* **The task**
Pull out each line in the entries below that contains the word "flat", and copy those lines in full.

Source records:
------------------------------------------------------------
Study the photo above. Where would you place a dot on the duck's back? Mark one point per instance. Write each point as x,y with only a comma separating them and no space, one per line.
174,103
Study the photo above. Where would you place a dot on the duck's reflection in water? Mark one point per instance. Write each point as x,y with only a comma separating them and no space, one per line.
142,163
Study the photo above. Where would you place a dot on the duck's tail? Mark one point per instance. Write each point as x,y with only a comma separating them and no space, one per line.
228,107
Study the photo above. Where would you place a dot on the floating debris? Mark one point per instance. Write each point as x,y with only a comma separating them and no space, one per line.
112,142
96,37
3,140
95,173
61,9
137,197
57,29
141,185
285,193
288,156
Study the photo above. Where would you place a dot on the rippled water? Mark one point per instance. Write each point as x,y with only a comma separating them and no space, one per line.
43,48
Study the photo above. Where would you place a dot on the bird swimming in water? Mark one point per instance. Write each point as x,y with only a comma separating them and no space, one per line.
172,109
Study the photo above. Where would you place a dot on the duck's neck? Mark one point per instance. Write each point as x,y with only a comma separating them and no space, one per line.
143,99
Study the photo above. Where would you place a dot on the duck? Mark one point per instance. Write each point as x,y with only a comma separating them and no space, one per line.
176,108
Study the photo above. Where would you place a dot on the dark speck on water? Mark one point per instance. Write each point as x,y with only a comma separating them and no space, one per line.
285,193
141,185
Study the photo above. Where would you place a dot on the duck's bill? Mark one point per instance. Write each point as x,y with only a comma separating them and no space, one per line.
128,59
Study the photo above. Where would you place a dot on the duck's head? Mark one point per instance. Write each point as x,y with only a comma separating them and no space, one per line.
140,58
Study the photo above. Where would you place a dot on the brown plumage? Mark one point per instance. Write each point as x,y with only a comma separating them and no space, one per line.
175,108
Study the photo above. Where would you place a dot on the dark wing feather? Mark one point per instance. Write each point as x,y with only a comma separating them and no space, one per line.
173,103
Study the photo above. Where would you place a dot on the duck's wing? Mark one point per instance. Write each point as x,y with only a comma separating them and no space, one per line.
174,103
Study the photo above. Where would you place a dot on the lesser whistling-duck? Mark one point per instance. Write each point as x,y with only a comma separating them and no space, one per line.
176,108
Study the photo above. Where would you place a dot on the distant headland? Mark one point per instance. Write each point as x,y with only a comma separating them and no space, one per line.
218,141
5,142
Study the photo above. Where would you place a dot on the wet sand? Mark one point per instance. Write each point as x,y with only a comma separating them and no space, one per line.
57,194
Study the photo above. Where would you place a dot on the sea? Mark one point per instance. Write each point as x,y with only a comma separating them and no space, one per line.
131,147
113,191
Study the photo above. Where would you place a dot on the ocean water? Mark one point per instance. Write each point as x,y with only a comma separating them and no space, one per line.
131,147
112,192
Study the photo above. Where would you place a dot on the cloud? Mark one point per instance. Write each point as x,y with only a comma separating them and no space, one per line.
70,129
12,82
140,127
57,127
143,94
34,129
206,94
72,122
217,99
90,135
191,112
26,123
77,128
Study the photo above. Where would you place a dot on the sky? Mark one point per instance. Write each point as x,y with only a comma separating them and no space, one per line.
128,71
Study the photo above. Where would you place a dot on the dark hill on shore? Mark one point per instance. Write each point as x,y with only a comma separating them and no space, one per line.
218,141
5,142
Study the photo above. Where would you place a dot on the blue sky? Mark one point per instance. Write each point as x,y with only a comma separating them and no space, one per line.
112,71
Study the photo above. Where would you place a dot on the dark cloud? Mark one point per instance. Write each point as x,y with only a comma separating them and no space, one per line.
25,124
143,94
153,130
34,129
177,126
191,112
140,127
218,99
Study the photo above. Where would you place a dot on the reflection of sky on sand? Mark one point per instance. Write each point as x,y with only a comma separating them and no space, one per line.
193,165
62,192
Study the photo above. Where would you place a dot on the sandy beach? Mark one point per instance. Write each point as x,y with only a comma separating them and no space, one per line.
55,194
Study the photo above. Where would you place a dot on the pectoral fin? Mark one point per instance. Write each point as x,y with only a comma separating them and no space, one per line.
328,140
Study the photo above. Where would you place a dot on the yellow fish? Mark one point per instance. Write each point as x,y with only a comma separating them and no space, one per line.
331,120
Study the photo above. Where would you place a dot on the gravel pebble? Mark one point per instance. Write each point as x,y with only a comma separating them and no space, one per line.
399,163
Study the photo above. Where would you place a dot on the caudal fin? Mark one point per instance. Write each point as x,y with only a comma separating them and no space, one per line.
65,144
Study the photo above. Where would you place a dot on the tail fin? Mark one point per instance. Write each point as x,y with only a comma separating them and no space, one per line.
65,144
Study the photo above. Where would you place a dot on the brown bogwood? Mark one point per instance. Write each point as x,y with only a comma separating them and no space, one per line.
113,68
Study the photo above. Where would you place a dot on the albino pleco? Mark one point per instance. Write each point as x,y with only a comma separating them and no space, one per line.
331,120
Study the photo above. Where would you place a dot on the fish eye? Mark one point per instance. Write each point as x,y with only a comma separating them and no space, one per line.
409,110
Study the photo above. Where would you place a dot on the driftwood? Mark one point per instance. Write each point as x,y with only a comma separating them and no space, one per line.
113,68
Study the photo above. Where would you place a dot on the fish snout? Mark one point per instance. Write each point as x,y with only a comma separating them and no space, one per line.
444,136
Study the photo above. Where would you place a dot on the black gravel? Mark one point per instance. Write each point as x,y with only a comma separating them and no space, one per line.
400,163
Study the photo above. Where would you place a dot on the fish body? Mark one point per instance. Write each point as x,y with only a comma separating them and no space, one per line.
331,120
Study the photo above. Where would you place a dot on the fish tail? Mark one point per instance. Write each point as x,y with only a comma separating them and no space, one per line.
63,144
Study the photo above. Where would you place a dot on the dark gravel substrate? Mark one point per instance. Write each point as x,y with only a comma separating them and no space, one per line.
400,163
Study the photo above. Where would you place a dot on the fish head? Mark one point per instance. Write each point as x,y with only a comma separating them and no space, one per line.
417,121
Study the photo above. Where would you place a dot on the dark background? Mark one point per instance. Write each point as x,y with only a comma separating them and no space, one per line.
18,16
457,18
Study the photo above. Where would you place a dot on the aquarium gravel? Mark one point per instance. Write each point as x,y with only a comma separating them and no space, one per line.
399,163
------------------------------------------------------------
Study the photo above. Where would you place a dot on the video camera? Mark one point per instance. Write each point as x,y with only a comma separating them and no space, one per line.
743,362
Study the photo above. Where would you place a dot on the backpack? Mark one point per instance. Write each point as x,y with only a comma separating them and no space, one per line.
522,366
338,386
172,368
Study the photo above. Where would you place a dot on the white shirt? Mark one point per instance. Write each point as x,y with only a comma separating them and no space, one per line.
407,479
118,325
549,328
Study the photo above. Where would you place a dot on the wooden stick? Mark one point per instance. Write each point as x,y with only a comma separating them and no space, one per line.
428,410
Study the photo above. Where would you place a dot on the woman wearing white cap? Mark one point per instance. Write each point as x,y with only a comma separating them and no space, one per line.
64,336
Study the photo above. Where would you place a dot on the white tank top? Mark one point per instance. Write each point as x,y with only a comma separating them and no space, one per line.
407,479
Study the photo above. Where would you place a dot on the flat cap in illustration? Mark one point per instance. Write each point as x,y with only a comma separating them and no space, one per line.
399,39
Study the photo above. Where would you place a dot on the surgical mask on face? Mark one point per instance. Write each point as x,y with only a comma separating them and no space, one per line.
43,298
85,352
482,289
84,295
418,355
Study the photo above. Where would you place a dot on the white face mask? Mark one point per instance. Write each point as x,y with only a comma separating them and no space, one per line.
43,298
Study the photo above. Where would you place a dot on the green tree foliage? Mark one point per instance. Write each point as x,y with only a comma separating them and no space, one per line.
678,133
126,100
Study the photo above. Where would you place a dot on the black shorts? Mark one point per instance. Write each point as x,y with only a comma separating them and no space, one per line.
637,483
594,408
------------------------------------------------------------
* **Solution to this problem**
Study the photo above. Where would you place a dot on the flat cap in illustration? Mark one point per instance. Write each point as x,y with only a comma separating them and no space, one per line.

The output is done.